• PROBLEM TO WORK ON: Everything from the line holding "Target: dumbbell handle" through the last line below must be repeated exactly, and nothing else.

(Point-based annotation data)
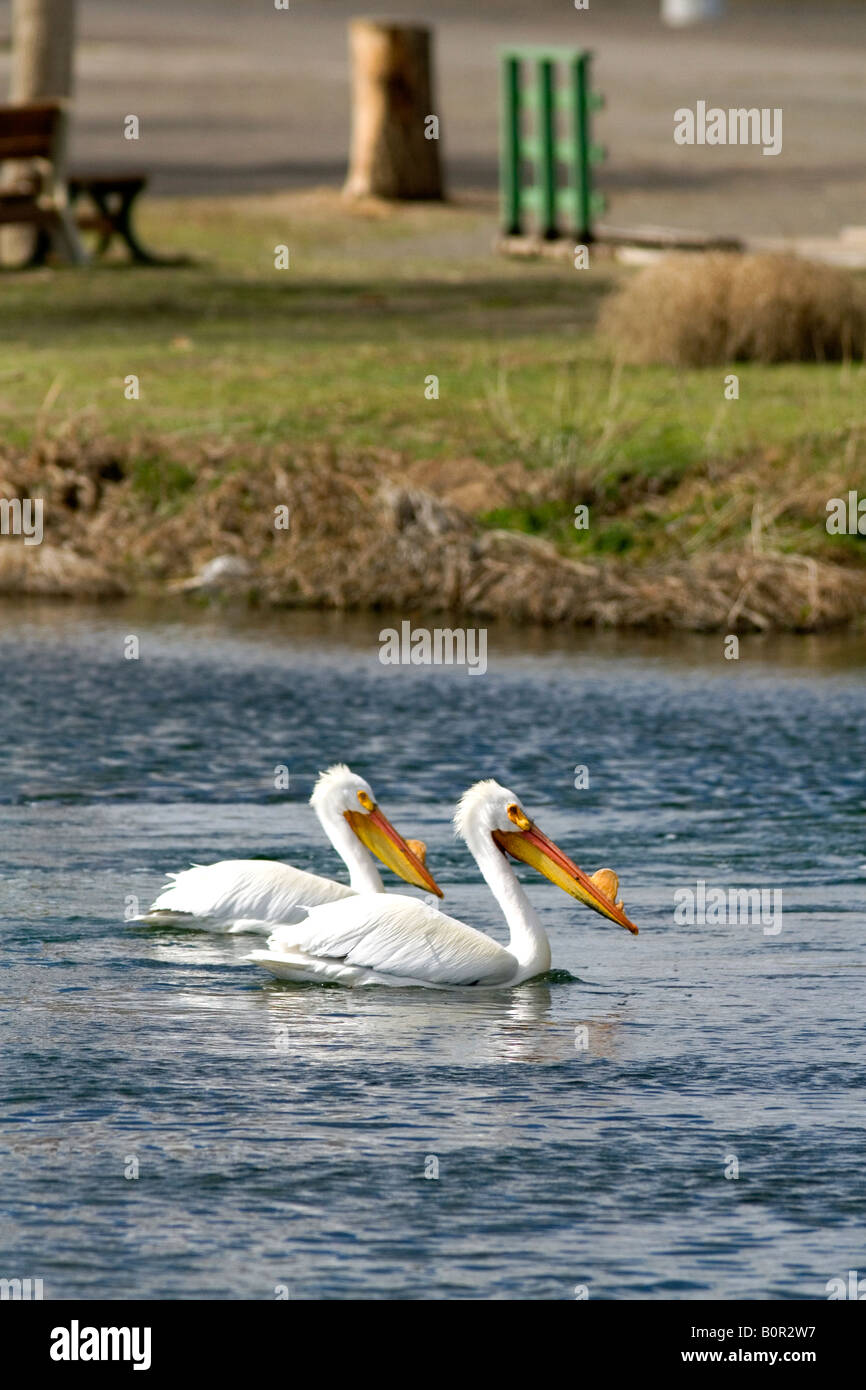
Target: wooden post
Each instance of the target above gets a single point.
(43, 46)
(395, 146)
(43, 36)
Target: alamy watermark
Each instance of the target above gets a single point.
(705, 905)
(847, 516)
(22, 517)
(737, 125)
(437, 647)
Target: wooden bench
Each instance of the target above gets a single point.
(32, 138)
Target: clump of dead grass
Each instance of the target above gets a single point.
(699, 310)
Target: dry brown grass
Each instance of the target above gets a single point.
(364, 535)
(699, 310)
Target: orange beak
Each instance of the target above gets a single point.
(376, 831)
(534, 848)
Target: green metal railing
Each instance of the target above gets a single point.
(549, 89)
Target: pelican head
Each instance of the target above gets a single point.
(339, 792)
(489, 811)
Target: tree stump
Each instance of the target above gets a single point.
(43, 50)
(395, 146)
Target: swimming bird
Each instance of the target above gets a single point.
(398, 940)
(255, 894)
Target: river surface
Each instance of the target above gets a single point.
(175, 1125)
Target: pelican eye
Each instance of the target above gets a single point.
(517, 816)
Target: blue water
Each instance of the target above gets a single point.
(281, 1134)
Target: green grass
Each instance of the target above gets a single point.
(337, 350)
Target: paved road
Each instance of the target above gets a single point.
(237, 95)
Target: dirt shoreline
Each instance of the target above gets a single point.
(363, 533)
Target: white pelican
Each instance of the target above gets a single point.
(255, 894)
(398, 940)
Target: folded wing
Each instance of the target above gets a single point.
(394, 936)
(238, 890)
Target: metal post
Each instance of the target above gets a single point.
(546, 135)
(510, 154)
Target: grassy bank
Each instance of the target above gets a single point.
(242, 364)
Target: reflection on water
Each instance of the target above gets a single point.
(580, 1123)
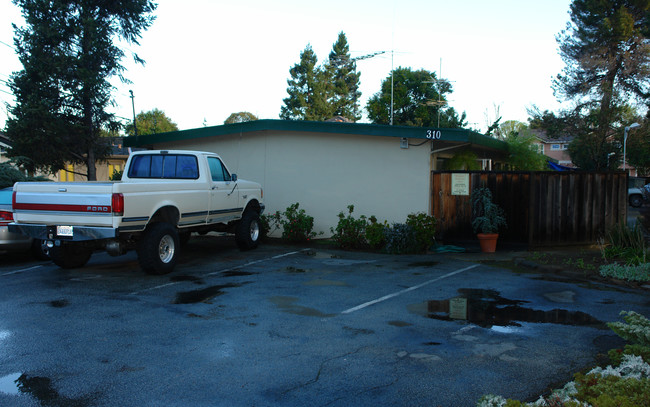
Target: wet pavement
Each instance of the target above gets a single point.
(296, 326)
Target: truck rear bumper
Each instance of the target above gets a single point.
(79, 233)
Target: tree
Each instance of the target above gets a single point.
(638, 148)
(418, 100)
(240, 117)
(68, 51)
(607, 56)
(341, 73)
(522, 151)
(308, 90)
(151, 122)
(510, 127)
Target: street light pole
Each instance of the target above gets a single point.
(628, 128)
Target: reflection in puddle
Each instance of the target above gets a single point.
(204, 295)
(181, 278)
(40, 388)
(486, 308)
(288, 304)
(9, 383)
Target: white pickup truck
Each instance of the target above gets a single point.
(162, 198)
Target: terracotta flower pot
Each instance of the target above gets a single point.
(488, 242)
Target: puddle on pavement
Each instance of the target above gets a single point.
(288, 304)
(325, 283)
(59, 303)
(9, 383)
(192, 279)
(486, 308)
(358, 331)
(236, 273)
(203, 295)
(40, 388)
(399, 324)
(424, 264)
(321, 255)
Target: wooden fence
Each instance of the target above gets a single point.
(542, 208)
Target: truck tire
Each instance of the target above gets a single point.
(39, 250)
(158, 249)
(70, 256)
(247, 233)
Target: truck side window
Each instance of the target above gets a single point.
(187, 167)
(217, 170)
(170, 166)
(140, 167)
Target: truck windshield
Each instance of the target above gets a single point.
(178, 166)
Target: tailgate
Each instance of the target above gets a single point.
(64, 203)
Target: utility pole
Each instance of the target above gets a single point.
(135, 127)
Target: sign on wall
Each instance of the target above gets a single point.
(460, 184)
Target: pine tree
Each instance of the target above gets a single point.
(342, 74)
(68, 54)
(308, 90)
(607, 55)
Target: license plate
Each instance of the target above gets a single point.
(64, 231)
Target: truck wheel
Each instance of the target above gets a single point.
(183, 238)
(70, 256)
(636, 201)
(247, 233)
(39, 250)
(158, 249)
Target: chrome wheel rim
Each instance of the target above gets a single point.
(254, 231)
(166, 249)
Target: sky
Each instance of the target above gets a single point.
(207, 59)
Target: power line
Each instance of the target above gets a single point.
(10, 46)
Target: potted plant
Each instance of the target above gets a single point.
(488, 216)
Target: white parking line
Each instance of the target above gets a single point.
(389, 296)
(20, 271)
(279, 256)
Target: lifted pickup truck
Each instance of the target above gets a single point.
(162, 198)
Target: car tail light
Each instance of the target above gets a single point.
(117, 202)
(6, 218)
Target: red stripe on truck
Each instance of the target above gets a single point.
(62, 207)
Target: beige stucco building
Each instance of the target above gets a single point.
(325, 166)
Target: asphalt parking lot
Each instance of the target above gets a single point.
(294, 326)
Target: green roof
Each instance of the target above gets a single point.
(447, 135)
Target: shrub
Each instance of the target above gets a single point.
(350, 233)
(626, 272)
(635, 329)
(400, 239)
(626, 384)
(616, 355)
(375, 233)
(297, 226)
(487, 215)
(424, 227)
(626, 243)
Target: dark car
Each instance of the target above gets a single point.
(11, 242)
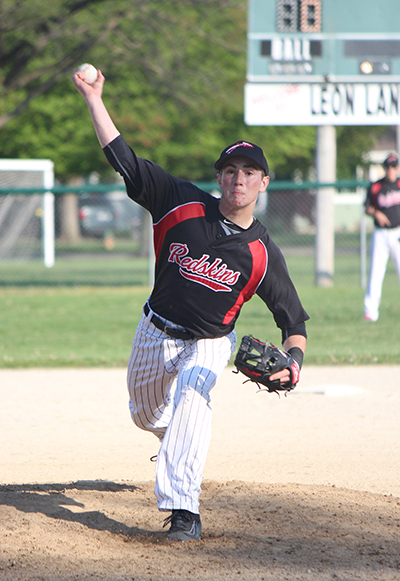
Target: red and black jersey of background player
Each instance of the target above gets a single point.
(203, 276)
(385, 196)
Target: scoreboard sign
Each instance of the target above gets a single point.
(346, 53)
(322, 104)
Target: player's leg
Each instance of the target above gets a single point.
(183, 451)
(149, 381)
(379, 258)
(395, 249)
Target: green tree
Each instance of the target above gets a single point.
(175, 72)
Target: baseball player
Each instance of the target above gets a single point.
(383, 203)
(211, 257)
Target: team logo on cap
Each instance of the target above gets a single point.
(240, 144)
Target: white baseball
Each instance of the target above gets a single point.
(90, 72)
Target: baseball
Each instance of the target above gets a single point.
(90, 72)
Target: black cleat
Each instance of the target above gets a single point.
(185, 526)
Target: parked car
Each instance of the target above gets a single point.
(96, 215)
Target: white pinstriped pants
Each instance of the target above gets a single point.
(385, 242)
(182, 424)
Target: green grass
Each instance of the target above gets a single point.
(112, 270)
(94, 326)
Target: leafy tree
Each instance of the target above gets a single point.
(175, 72)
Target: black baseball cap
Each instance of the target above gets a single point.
(391, 161)
(243, 149)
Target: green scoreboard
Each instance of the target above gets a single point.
(347, 52)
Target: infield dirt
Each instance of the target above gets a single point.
(304, 487)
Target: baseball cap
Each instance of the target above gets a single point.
(243, 149)
(391, 161)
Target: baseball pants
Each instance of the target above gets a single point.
(385, 242)
(181, 419)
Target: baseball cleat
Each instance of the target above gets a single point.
(185, 526)
(369, 318)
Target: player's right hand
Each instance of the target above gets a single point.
(86, 90)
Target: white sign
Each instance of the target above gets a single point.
(322, 104)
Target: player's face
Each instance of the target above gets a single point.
(392, 172)
(241, 182)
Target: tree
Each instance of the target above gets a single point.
(175, 72)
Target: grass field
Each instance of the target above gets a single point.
(58, 321)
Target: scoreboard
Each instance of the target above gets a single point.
(323, 62)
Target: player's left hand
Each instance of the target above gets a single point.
(86, 90)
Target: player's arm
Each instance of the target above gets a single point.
(379, 216)
(102, 122)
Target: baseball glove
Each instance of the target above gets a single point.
(258, 361)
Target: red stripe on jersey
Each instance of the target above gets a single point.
(260, 261)
(375, 188)
(174, 217)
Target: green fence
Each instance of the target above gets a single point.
(100, 237)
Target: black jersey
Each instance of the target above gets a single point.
(202, 275)
(385, 196)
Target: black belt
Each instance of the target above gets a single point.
(170, 331)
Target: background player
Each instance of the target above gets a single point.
(211, 257)
(383, 203)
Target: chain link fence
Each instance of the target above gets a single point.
(101, 237)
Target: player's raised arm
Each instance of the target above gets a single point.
(92, 93)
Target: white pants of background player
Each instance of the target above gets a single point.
(385, 242)
(182, 423)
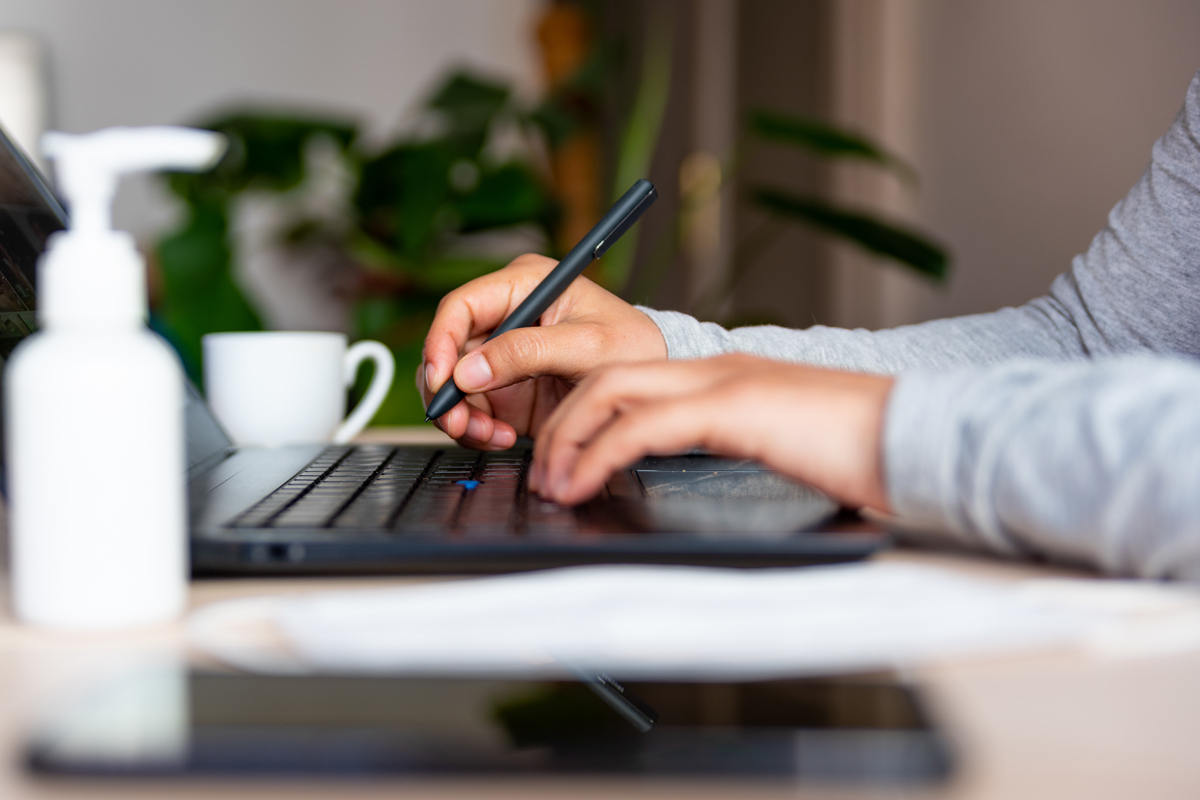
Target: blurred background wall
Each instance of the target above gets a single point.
(175, 61)
(1025, 119)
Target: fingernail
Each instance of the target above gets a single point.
(475, 429)
(473, 373)
(561, 487)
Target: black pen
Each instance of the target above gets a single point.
(621, 217)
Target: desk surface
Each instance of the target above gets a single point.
(1056, 725)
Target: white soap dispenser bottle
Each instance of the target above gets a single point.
(94, 408)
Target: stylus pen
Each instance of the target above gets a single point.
(621, 217)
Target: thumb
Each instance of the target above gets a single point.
(563, 350)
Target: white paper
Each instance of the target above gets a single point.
(657, 621)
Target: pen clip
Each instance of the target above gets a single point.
(627, 223)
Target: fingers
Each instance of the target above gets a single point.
(475, 308)
(653, 428)
(604, 395)
(567, 350)
(471, 421)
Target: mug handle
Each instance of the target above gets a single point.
(385, 370)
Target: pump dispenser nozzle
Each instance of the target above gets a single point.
(89, 166)
(93, 275)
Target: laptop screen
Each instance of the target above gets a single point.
(29, 214)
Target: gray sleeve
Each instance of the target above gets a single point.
(1096, 463)
(1137, 289)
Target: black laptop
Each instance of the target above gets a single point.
(439, 509)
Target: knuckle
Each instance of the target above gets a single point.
(525, 354)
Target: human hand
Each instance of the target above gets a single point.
(820, 426)
(516, 380)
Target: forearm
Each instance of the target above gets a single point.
(1089, 462)
(1039, 330)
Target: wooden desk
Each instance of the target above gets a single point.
(1057, 725)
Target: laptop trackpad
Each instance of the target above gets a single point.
(725, 500)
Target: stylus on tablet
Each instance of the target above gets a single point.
(619, 218)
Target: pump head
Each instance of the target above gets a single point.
(89, 164)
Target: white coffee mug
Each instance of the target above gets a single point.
(273, 389)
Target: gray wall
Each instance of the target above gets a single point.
(1035, 118)
(172, 61)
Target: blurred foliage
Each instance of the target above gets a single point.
(411, 205)
(901, 244)
(473, 162)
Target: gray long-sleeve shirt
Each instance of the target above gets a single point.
(1067, 427)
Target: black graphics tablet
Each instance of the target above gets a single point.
(169, 723)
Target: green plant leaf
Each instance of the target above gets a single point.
(447, 274)
(199, 293)
(882, 238)
(505, 196)
(825, 140)
(469, 102)
(265, 152)
(401, 192)
(639, 142)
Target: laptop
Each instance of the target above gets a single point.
(370, 507)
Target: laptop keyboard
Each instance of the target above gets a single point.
(411, 489)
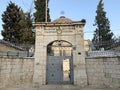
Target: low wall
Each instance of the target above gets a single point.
(16, 72)
(103, 71)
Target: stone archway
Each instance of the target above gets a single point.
(54, 33)
(59, 68)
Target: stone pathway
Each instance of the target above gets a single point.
(58, 87)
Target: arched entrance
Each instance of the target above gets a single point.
(59, 67)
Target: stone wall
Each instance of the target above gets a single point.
(7, 48)
(103, 71)
(16, 72)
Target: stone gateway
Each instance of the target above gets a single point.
(59, 53)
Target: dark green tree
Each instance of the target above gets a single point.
(28, 35)
(40, 14)
(13, 23)
(102, 33)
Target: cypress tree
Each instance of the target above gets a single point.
(13, 19)
(102, 34)
(40, 14)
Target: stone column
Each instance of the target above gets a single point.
(80, 77)
(39, 77)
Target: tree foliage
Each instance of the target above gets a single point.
(102, 33)
(40, 14)
(17, 25)
(13, 23)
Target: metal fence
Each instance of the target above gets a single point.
(17, 54)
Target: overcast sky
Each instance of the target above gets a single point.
(75, 10)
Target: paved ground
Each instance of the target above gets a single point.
(59, 87)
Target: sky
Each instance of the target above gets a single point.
(75, 10)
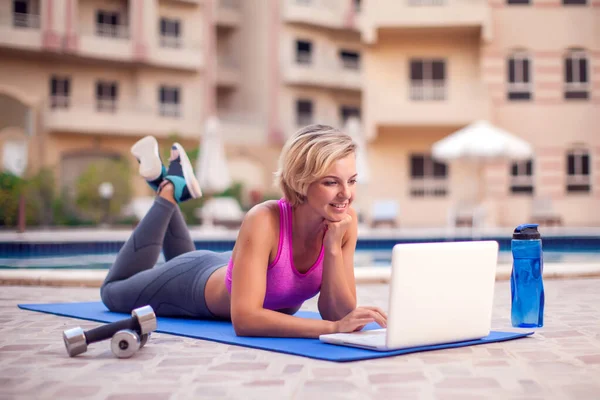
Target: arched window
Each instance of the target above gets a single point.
(578, 169)
(577, 80)
(519, 76)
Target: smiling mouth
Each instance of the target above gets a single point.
(339, 206)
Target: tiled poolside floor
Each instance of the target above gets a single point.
(561, 361)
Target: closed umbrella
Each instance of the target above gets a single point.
(354, 130)
(211, 167)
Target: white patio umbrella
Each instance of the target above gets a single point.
(211, 167)
(354, 130)
(478, 144)
(482, 141)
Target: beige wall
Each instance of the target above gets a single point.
(477, 88)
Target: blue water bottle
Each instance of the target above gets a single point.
(526, 284)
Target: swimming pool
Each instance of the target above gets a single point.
(370, 251)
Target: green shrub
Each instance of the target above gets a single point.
(88, 200)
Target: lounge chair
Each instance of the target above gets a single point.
(384, 212)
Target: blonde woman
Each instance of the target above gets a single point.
(286, 252)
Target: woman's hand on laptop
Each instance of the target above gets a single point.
(359, 317)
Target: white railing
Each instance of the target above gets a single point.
(428, 90)
(521, 180)
(31, 21)
(106, 105)
(579, 179)
(426, 2)
(113, 31)
(429, 186)
(170, 109)
(170, 41)
(577, 86)
(519, 87)
(59, 101)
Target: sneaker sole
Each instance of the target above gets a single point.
(188, 173)
(146, 151)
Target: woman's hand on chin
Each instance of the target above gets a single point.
(335, 230)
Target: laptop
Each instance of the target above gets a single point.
(439, 293)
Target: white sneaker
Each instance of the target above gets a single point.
(151, 168)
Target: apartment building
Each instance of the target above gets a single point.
(530, 67)
(84, 79)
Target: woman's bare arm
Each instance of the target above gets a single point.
(249, 281)
(338, 290)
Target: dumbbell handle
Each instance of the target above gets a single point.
(104, 332)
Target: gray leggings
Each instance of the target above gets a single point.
(173, 289)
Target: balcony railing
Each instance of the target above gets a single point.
(30, 21)
(170, 110)
(428, 90)
(59, 101)
(112, 31)
(426, 2)
(173, 42)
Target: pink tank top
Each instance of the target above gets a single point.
(286, 287)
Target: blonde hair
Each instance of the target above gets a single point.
(306, 156)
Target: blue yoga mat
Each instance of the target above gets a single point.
(222, 331)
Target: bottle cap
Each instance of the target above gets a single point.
(526, 232)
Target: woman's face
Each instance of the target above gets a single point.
(331, 195)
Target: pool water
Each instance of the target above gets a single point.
(362, 258)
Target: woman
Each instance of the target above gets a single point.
(273, 268)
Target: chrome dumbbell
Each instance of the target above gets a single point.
(142, 322)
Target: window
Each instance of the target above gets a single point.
(578, 170)
(108, 24)
(304, 112)
(427, 79)
(576, 75)
(427, 176)
(350, 59)
(349, 111)
(521, 177)
(519, 77)
(169, 100)
(170, 32)
(25, 14)
(106, 96)
(60, 89)
(303, 52)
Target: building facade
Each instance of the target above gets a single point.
(84, 79)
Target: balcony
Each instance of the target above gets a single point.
(177, 53)
(430, 105)
(21, 31)
(399, 16)
(107, 42)
(117, 118)
(335, 74)
(228, 72)
(228, 13)
(322, 13)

• RESULT OF THE EXERCISE:
Target: dumbbell handle
Each instance of the target above gets a single point.
(104, 332)
Target: gray leggings
Each instance of the target above gets a single point.
(173, 289)
Target: balcony railing
Each instance of the target above gets a single point.
(30, 21)
(170, 110)
(428, 90)
(59, 101)
(112, 31)
(426, 2)
(173, 42)
Target: pink tank top
Each instance of the target above gets a single point.
(286, 287)
Target: blonde hair
Each instance of the target above gets a single point.
(306, 156)
Target: blue yoga mat
Each instance of the target above gets a single point.
(222, 331)
Target: bottle cap
Each instance of the target above gets a single point.
(526, 232)
Target: woman's face
Each instance of the target above gets a single point.
(331, 195)
Target: pool water
Each instance of the target above gets a single point.
(362, 258)
Target: woman
Each instance of the target above gets a single point.
(273, 268)
Target: chrome dumbbell
Each instance of the target above gets a single point.
(142, 322)
Target: window
Each instance of the target above gets a single point.
(578, 170)
(108, 24)
(304, 112)
(427, 79)
(576, 75)
(427, 176)
(350, 59)
(349, 111)
(521, 177)
(519, 77)
(169, 100)
(170, 32)
(25, 14)
(106, 96)
(60, 89)
(303, 52)
Target: building facade
Each instance of the target above gets a single point.
(84, 79)
Target: balcony
Each instance of the target above gets a single point.
(177, 53)
(430, 105)
(21, 31)
(399, 16)
(107, 42)
(117, 118)
(335, 74)
(228, 72)
(228, 13)
(322, 13)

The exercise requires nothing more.